### Liste disponible
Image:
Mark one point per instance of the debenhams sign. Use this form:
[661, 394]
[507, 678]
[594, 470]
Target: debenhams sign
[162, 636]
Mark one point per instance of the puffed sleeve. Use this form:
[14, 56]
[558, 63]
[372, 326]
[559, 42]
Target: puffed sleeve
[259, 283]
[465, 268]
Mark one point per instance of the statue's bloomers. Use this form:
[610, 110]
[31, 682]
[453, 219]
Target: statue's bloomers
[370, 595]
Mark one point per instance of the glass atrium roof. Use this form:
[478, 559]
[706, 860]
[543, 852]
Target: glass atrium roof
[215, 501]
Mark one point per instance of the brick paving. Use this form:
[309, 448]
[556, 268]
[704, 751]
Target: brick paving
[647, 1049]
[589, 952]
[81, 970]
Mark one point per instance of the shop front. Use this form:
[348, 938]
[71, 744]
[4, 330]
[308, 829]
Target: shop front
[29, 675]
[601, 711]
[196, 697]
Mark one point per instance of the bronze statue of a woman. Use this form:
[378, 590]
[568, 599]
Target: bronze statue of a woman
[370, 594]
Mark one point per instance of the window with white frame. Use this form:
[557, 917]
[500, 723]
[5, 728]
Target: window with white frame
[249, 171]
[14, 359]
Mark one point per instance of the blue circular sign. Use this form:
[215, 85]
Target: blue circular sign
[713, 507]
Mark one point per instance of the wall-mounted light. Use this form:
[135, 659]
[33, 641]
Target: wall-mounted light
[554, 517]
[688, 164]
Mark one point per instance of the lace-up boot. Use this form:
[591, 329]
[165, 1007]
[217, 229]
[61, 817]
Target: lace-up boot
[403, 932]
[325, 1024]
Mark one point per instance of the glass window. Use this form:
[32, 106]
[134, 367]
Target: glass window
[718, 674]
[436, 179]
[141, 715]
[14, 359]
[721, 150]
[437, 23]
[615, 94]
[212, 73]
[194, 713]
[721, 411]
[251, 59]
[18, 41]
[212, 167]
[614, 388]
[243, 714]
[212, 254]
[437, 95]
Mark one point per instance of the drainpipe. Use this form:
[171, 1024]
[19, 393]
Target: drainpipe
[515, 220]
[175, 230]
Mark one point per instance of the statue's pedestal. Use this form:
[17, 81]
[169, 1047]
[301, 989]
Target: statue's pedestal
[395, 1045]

### Consignes de travail
Recopiez toute la liste, de la ligne contenant « Mark one point per instance of the blue » jusqu'à la fin, ces deux limites comprises. Mettez à l'échelle les coordonnées des points donnés en réponse en les multipliant par 0,9 et en arrondissant à l'entier le plus proche, les demis vers le haut, et laissez tous les autres nombres inchangés.

### Corrigé
Mark one point per instance of the blue circular sign. Use this form:
[215, 85]
Target: blue circular sign
[642, 456]
Mark one point per instance of the wall-mounted light. Use this form:
[135, 659]
[33, 641]
Target: wall-mounted light
[499, 465]
[619, 148]
Mark one point per instance of the lace-up boot. Use this form:
[591, 329]
[165, 1007]
[217, 229]
[61, 817]
Target: lace-up boot
[363, 839]
[293, 922]
Mark one point per instance of the glass window. Use this form:
[32, 106]
[134, 367]
Target: glass window
[646, 607]
[392, 161]
[127, 644]
[13, 323]
[649, 135]
[393, 21]
[554, 85]
[191, 66]
[175, 642]
[649, 370]
[226, 53]
[16, 37]
[191, 150]
[553, 349]
[219, 643]
[191, 229]
[393, 86]
Mark one point per instance of the drainpipe. Use this form:
[171, 1024]
[19, 393]
Target: drainpipe
[464, 198]
[158, 207]
Mark one point per instance of the statue's pedestal. Use this form:
[17, 81]
[169, 1047]
[301, 989]
Target: statue's pedestal
[356, 941]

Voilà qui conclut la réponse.